**Instructions**:
• a. Write out the forum thread word for word, starting with "I think if your" and going on through "extra support too.".
• b. According to the forum thread, how many suspensions did the first poster's son receive last term?
• c. List every consequence that the forum thread names as being given at home when the 9-year-old behaves violently in school.

**Source passage**:
>>
Here are some suggested organisations that offer expert advice on SN.
Are your dc with ADHD have difficulty all the time every day. Is home better then school? My ds 7 going to be assessed next month school horrendous 15 suspensions last term but was fine infant school. At mine he has ok times but then bad is really bad. But when he goes to his dad for the weekend he fine but he def scared of his dad when bring told off and me and teachers ignores us all. He wants control. And no is not an answer. He has been very violent at school. He has even got out of school.
Hello diamondmoon I have been thinking about your ds. I have recently name changed but did comment on your previous posts. I have two sons with autism, but my 9 year old is also suspected to have ADHD. He is MUCH worse at school than home and has also been suspended in the past for hitting out at other kids and kicking school furniture. I think my ds is worse at school because he thinks he can get away with it. I never tolerate violent behaviour and will always give him consequences at home if this happens in school, such as no tv / no laptop/ more homework etc, but it doesn't always work. He is just very impulsive and struggles to control his emotions. He is bullied at school because he is socially and emotionally immature and this causes the violent outbursts.
I think if your son gets a diagnosis he will be entitled to more support at school and will no longer be treated or perceived as 'the naughty boy'. The school will have to help him more. This extra support has really helped my son. He was only formally diagnosed with ASD last June, just after he turned 9, before that the school just treated him as naughty and dealt with everything in response to his behaviour. Now strategies have been put in place to prevent him becoming distressed in the first place. The staff recognise when he is struggling to cope and intervene at that point, BEFORE he has lost control. This has made the world of difference. Of course he still has difficulties and sometimes does have a meltdown, but it is much less now. The extra support has led to much improved behaviour. I hope your son gets this extra support too.
Thanks for reply the school think because no problems in infant school then it's all behavioural. He is on last chance at school as will be expelled. Last incident he threw chair at the head face. He has been one to one in an office since after Xmas only half day. Very slowly time in class for an hour but not going well. He not allowed on playground with all kids just 3 friends. We now doing managed move hopefully soon just to see if new school can help him improve. It will be until Easter as ed psych coming then. My worry it is all behaviour and then he will be expelled and no help give.
The school may be right. Your ds may just be struggling to manage his behaviour/emotions/anger, and he many not have any underlying condition such as ASD or ADHD. On the other hand, many children with ASD/ ADHD do not get diagnosed until older because of the increasing demands of the curriculum. They can mask their difficulties in the infants but by the time they reach juniors, they can no longer cope. Whatever the answer is you must remember that behavioural problems are still special educational needs because they are affecting his ability to access the curriculum. All behaviour is communication and no child wants to behave in this way. The school should still be willing to find ways to prevent violent outbursts. I am glad he is having a managed move. Hopefully things will be better in the new school when he has a fresh start.
<<
**Data records**:
>>
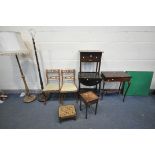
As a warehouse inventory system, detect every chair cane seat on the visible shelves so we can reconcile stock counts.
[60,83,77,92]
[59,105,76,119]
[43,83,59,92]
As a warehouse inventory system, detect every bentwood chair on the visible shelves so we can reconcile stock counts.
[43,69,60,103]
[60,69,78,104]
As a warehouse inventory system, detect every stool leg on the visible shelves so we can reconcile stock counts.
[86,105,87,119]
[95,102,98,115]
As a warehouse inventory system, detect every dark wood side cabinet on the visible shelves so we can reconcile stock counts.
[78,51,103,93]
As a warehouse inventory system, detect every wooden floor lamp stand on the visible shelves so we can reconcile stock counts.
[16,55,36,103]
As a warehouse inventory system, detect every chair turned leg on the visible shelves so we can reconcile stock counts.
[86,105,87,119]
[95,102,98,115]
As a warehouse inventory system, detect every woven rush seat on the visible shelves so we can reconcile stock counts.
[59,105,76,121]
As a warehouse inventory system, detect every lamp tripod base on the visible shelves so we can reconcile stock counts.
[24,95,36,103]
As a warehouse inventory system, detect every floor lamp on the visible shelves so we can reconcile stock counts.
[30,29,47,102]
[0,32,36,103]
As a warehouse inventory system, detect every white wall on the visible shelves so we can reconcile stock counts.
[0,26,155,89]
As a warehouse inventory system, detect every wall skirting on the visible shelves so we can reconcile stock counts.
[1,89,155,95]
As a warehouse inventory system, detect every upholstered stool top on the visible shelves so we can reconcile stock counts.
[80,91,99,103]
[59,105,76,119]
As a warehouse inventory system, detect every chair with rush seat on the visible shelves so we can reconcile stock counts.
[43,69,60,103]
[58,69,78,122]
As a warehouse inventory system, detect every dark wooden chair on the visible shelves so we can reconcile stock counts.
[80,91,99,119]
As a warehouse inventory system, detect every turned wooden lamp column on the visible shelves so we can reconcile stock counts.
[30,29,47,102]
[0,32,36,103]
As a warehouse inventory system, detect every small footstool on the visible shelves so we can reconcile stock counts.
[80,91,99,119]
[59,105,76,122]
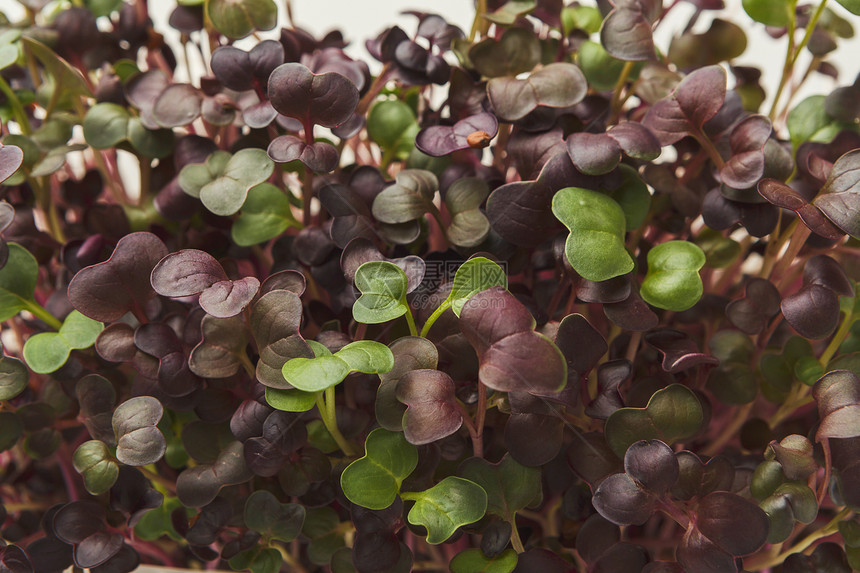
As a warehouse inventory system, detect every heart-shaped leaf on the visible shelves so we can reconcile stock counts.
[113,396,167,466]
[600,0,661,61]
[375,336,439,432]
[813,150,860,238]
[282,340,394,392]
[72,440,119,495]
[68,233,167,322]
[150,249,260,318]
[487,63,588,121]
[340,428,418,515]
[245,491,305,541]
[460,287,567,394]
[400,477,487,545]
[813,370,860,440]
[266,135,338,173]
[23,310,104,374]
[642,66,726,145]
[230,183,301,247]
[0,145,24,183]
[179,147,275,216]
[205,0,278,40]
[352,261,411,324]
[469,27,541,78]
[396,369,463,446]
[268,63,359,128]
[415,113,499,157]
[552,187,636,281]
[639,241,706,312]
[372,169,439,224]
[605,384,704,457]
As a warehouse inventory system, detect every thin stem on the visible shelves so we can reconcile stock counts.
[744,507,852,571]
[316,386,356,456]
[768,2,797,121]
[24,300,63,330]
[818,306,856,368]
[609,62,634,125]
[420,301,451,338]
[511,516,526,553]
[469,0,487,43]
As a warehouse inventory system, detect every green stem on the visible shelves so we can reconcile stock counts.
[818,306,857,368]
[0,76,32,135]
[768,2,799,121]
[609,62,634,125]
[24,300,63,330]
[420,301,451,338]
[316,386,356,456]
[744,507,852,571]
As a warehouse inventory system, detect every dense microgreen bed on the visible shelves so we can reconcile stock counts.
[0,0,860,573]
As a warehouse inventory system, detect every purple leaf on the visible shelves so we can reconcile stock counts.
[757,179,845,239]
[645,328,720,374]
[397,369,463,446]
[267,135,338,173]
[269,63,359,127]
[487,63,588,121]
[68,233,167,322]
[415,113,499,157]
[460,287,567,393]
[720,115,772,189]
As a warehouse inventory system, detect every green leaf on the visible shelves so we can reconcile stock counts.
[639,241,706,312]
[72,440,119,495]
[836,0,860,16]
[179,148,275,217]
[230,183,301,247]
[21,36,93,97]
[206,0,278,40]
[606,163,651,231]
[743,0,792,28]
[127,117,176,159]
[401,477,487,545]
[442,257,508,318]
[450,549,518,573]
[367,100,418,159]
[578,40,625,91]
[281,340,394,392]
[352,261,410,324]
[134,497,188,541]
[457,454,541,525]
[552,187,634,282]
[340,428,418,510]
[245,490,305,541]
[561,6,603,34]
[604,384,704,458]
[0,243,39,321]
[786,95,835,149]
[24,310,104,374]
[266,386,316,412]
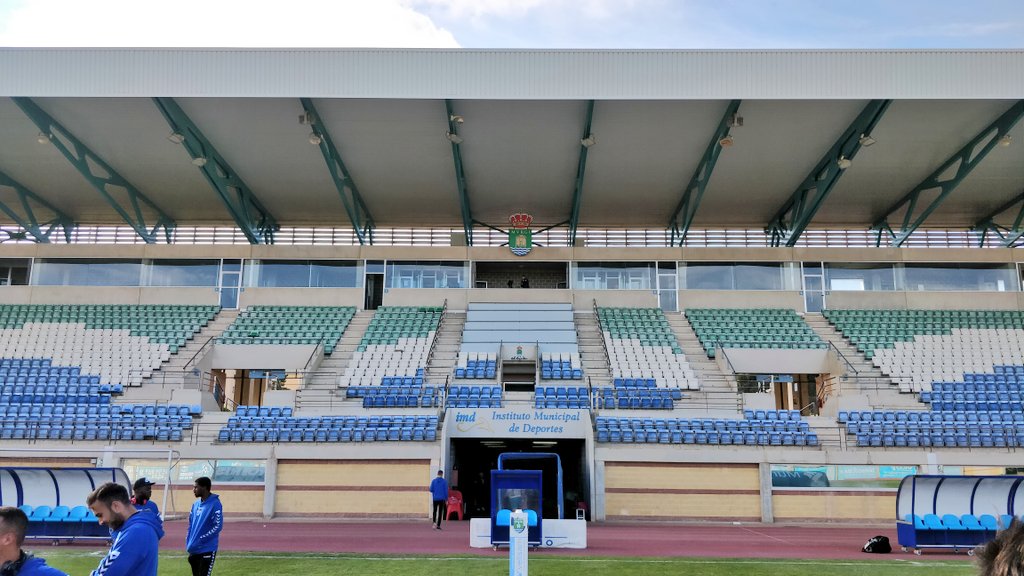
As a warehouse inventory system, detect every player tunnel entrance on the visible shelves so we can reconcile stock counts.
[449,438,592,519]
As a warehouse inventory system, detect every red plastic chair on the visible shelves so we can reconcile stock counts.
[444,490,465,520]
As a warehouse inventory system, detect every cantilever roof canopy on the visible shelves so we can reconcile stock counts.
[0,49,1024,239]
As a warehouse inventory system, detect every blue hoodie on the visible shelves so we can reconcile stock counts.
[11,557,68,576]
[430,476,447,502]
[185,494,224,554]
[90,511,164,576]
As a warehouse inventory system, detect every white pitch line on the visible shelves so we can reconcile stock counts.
<<
**Responses to the exercise**:
• a.
I think if your son gets a diagnosis he will be entitled to more support at school and will no longer be treated or perceived as 'the naughty boy'. The school will have to help him more. This extra support has really helped my son. He was only formally diagnosed with ASD last June, just after he turned 9, before that the school just treated him as naughty and dealt with everything in response to his behaviour. Now strategies have been put in place to prevent him becoming distressed in the first place. The staff recognise when he is struggling to cope and intervene at that point, BEFORE he has lost control. This has made the world of difference. Of course he still has difficulties and sometimes does have a meltdown, but it is much less now. The extra support has led to much improved behaviour. I hope your son gets this extra support too.

• b. 15

• c.
- No TV
- No laptop
- More homework